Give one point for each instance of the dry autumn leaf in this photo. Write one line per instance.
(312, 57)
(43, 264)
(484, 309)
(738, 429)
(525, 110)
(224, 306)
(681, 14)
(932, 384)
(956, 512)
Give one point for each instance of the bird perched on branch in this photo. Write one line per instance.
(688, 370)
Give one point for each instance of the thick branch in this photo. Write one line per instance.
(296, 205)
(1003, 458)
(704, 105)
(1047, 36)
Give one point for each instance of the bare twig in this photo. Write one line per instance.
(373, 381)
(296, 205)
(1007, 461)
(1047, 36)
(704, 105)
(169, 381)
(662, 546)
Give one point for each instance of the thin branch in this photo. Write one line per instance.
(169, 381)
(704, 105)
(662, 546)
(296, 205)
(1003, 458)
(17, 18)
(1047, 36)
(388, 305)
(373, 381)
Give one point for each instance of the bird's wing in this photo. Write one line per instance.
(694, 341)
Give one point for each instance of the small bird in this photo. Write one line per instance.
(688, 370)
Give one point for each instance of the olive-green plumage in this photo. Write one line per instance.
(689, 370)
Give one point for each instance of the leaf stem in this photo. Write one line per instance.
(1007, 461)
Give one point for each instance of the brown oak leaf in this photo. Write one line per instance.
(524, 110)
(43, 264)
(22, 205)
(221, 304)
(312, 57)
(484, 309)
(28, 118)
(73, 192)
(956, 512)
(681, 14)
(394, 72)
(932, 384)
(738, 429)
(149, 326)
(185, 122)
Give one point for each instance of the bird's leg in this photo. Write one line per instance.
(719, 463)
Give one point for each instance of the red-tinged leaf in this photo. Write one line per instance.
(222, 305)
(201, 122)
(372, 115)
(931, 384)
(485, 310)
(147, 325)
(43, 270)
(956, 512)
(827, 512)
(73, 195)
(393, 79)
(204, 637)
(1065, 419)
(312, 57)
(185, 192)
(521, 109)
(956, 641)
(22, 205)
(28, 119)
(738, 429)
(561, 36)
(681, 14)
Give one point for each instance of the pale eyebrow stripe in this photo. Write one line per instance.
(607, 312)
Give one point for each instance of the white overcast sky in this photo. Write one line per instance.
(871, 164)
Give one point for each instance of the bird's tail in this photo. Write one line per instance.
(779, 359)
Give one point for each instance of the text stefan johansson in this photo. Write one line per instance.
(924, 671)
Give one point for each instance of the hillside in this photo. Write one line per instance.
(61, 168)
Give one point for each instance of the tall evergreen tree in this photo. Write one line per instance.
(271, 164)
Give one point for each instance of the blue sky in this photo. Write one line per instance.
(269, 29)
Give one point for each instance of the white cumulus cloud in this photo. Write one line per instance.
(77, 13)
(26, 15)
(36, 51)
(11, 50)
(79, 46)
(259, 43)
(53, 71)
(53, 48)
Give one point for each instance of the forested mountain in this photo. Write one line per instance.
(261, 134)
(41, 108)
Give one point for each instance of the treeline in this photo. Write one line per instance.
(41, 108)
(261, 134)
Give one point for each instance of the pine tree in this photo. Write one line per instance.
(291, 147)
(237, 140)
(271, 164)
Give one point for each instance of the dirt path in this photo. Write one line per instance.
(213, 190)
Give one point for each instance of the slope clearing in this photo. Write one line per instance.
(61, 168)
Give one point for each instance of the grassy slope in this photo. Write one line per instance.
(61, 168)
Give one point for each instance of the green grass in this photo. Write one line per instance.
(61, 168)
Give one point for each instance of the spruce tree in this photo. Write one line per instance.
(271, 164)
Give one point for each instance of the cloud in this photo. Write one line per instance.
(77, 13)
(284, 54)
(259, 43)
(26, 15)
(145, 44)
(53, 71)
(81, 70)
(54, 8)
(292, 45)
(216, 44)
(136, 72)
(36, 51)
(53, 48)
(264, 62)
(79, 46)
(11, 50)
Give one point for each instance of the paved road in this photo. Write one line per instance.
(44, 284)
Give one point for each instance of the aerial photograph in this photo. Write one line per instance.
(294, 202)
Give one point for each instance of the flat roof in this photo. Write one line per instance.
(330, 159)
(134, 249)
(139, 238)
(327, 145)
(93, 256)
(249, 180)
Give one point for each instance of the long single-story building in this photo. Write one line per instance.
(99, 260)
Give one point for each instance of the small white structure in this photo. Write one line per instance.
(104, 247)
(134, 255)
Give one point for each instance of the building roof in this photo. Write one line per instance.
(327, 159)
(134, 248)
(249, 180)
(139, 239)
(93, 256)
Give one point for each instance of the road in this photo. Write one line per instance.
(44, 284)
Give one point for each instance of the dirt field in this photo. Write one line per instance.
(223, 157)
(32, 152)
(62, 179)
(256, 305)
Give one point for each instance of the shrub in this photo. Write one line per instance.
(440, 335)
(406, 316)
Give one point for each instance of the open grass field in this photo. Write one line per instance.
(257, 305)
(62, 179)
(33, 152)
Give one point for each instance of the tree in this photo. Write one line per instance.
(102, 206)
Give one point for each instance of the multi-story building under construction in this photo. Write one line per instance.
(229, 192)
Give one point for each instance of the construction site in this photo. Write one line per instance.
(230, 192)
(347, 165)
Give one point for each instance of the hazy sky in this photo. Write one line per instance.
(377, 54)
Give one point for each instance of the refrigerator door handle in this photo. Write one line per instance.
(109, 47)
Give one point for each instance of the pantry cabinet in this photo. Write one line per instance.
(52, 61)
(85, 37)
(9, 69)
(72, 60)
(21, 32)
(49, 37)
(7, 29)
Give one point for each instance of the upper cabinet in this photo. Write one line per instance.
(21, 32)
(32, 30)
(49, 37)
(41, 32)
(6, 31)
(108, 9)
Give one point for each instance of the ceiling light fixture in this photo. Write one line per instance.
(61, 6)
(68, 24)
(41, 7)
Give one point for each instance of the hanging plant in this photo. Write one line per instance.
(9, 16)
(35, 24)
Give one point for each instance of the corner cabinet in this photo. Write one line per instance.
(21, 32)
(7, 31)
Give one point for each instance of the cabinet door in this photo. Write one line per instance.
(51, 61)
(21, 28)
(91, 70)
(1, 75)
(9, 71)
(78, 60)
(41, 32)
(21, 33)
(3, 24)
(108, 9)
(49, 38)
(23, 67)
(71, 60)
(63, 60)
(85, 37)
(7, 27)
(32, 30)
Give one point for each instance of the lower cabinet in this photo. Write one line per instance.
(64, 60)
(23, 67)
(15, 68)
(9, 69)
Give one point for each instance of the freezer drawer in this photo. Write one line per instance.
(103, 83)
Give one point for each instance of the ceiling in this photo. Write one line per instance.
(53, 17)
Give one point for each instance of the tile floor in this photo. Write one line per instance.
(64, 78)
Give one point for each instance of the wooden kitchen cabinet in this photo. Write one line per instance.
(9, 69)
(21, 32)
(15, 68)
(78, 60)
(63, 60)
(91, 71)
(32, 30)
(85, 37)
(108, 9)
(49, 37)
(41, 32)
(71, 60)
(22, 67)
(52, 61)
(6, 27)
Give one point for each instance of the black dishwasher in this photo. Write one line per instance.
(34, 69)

----------------

=== Work task ===
Go through the entries above and restate each one exactly.

=== Task answer ===
Give one point for each instance of the dry autumn leaf in this photo. Write one line per instance.
(312, 57)
(43, 264)
(484, 309)
(738, 429)
(525, 110)
(224, 306)
(681, 14)
(932, 384)
(956, 512)
Give one point for each instance of the bird perched on branch in this photo. Write one line per instance.
(688, 370)
Give one point for each instance of the thick branch in this photo. Write one line per instance.
(296, 205)
(1003, 458)
(704, 105)
(1047, 36)
Give one point for each instance of the bare twig in this photo. Write one line per instance.
(373, 381)
(296, 205)
(1007, 461)
(1047, 36)
(704, 105)
(169, 381)
(662, 546)
Give one point for each instance of the thin branch in this photo. Write one line per instance.
(169, 381)
(704, 105)
(662, 546)
(296, 205)
(1003, 458)
(17, 18)
(1047, 36)
(388, 305)
(373, 381)
Give one point for each instance of the bird's wing in this photo. Write one line per instance.
(694, 341)
Give one point for each instance of the small bird in this photo. Write one line per instance.
(688, 370)
Give one point for each instance of the olive-green plumage in this photo. Write one line per instance.
(689, 370)
Give one point for each instance of the leaf stem in this photo. Write one line per instance.
(1007, 461)
Give one point for each instance of the brown oak leaf in this photo. Write one line per instance.
(524, 110)
(43, 264)
(22, 205)
(221, 304)
(312, 57)
(484, 309)
(28, 118)
(73, 192)
(956, 512)
(681, 14)
(394, 72)
(932, 384)
(738, 429)
(149, 326)
(185, 122)
Give one point for each instance of the bird's leg in this photo. Write one line per instance.
(719, 463)
Give one point for each instance of the red-tinged leaf in this photo. Write one line per instance.
(222, 305)
(201, 122)
(372, 115)
(931, 384)
(485, 310)
(147, 325)
(43, 270)
(956, 512)
(827, 512)
(73, 195)
(393, 79)
(204, 637)
(1065, 419)
(312, 57)
(185, 192)
(521, 109)
(956, 641)
(22, 205)
(28, 119)
(738, 429)
(561, 36)
(681, 14)
Give one point for each instance of the pale eyebrow stripe in this photo. Write one line per instance.
(607, 312)
Give one point for each instance of the white overcast sky in this photo. Write one line per instance.
(871, 164)
Give one point for each instance of the bird's tail in this photo. Write one line per instance.
(779, 359)
Give one point for each instance of the text stefan johansson in this photo. Write one line per instance.
(924, 671)
Give one point for each instance of the hillside in this photo. Write one line per instance.
(61, 168)
Give one point for each instance of the tall evergreen tree in this photo. Write one line per instance.
(271, 164)
Give one point for each instance of the blue sky in this photo. Write one line per instance.
(269, 29)
Give one point for each instance of the white cumulus cloud in this photo. Write one line per instance.
(77, 13)
(26, 15)
(36, 51)
(11, 50)
(79, 46)
(259, 43)
(53, 71)
(53, 48)
Give one point for each instance of the forested mountain in this photo. Write one line per instance.
(261, 134)
(41, 108)
Give one point for each instance of the treeline in this photo. Write one line per instance.
(41, 108)
(261, 134)
Give one point for each instance of the pine tree in this photo. Write one line per instance.
(291, 147)
(237, 140)
(271, 164)
Give one point for each instance of the dirt path in this photo. Write one line per instance.
(213, 190)
Give one point for each instance of the slope clearing in this photo. Write one line per instance.
(61, 168)
Give one point for each instance of the grassy slope in this photo. Write one line per instance.
(61, 168)
Give one point for each instance of the green grass in this photo. Write one line per instance.
(61, 168)
Give one point for each instance of the spruce tree in this photo. Write one line per instance.
(271, 164)
Give one point for each instance of the cloud in this photo. Write one line per instance.
(77, 13)
(284, 54)
(259, 43)
(26, 15)
(145, 44)
(53, 71)
(81, 70)
(54, 8)
(292, 45)
(216, 44)
(136, 72)
(36, 51)
(53, 48)
(264, 62)
(79, 46)
(11, 50)
Give one point for each instance of the paved road in this photo. Write one line per instance.
(44, 284)
Give one point for each instance of the aerial photograph in this photo. Write one line per instance.
(294, 202)
Give one point for each instance of the flat roof in this photo. Write one line per instance.
(330, 159)
(134, 249)
(139, 238)
(327, 145)
(93, 256)
(249, 180)
Give one point for each instance of the long single-story building in this photo. Write one line per instance.
(99, 260)
Give one point for each instance of the small white structure in this photo. Write one line per instance.
(104, 247)
(134, 255)
Give one point for each instance of the building roof in this photo. Write one line per instance.
(327, 159)
(134, 248)
(249, 180)
(139, 239)
(93, 256)
Give one point for each instance of the road in this photo. Write one line per instance.
(44, 284)
Give one point for each instance of the dirt field in this photo. Write one line per instance.
(223, 157)
(32, 152)
(62, 179)
(256, 305)
Give one point for each instance of the shrub in this photo. Write one line per instance.
(440, 335)
(406, 316)
Give one point for each instance of the open grass field in this photo. Write one line per instance.
(257, 305)
(62, 179)
(33, 152)
Give one point for each instance of the tree in this photo. Write one line per instance.
(102, 206)
Give one point for each instance of the multi-story building under construction in this photo. Write one line per instance.
(229, 192)
Give one point for each instance of the construction site in this photo. Write one line per instance.
(230, 192)
(347, 165)
Give one point for each instance of the hazy sky in this photo. Write one line per instance.
(377, 54)
Give one point for each instance of the refrigerator door handle in this photo. Write one line per instance.
(109, 47)
Give one point for each instance of the pantry cabinet in this photo. Write one line per instance.
(52, 61)
(85, 37)
(9, 69)
(72, 60)
(21, 32)
(49, 37)
(7, 29)
Give one point for each instance of the upper cabinet in this photo. Write one line per instance.
(21, 32)
(32, 30)
(49, 37)
(41, 32)
(6, 31)
(108, 9)
Give one point for each instance of the ceiling light fixture in this photo. Write one line per instance.
(61, 6)
(68, 24)
(41, 7)
Give one point for each instance of the hanging plant in this photo. Write one line per instance.
(9, 16)
(35, 24)
Give one point for each instance of the corner cabinet in this photo. Write one line per instance.
(21, 32)
(7, 31)
Give one point for each instance of the cabinet door in this photo. Write one line per instance.
(51, 61)
(21, 28)
(91, 70)
(1, 75)
(9, 71)
(78, 60)
(41, 32)
(21, 33)
(3, 24)
(108, 9)
(49, 38)
(23, 67)
(71, 60)
(63, 60)
(85, 37)
(7, 27)
(32, 30)
Give one point for each instance of the lower cabinet in this photo. Write one line per instance.
(64, 60)
(23, 67)
(15, 68)
(9, 69)
Give one point for each instance of the freezer drawer in this photo. Write one line per instance.
(103, 83)
Give one point for each instance of the ceiling in this photo. Write one line per instance.
(53, 17)
Give one point for each instance of the tile floor in this photo. Write one line per instance.
(64, 78)
Give one point for each instance of the wooden kitchen cabinet in this photo. Write one line per instance.
(9, 69)
(21, 32)
(15, 68)
(78, 60)
(63, 60)
(91, 71)
(32, 30)
(85, 37)
(108, 9)
(49, 37)
(41, 32)
(71, 60)
(22, 67)
(52, 61)
(6, 27)
Give one point for each instance of the black dishwasher in this photo. Write one line per instance.
(34, 69)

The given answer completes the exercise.